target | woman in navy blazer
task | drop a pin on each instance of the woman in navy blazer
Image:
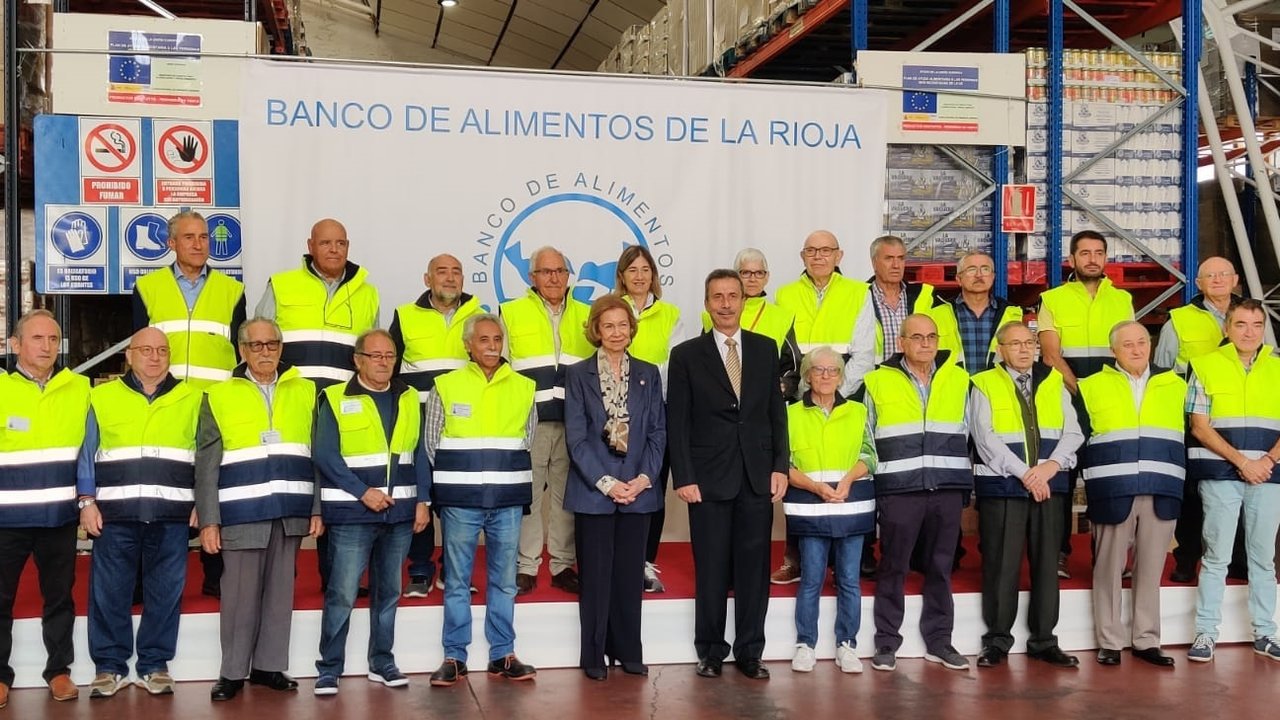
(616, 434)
----
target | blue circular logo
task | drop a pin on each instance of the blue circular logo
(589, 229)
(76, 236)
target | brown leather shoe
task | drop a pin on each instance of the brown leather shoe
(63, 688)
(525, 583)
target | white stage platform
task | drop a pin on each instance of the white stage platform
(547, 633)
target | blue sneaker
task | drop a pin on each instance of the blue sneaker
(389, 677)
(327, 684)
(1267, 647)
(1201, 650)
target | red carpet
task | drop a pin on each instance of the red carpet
----
**GIVEN REQUEST:**
Rewrite the material from the line containing "target | red carpet" through the line containing "task | drop a pin on each instance of the red", swapping "red carpet" for "gray carpet" and leaving everything else unchanged.

**EXPECTED ANSWER:**
target | gray carpet
task | drop a pin on each instance of the gray carpet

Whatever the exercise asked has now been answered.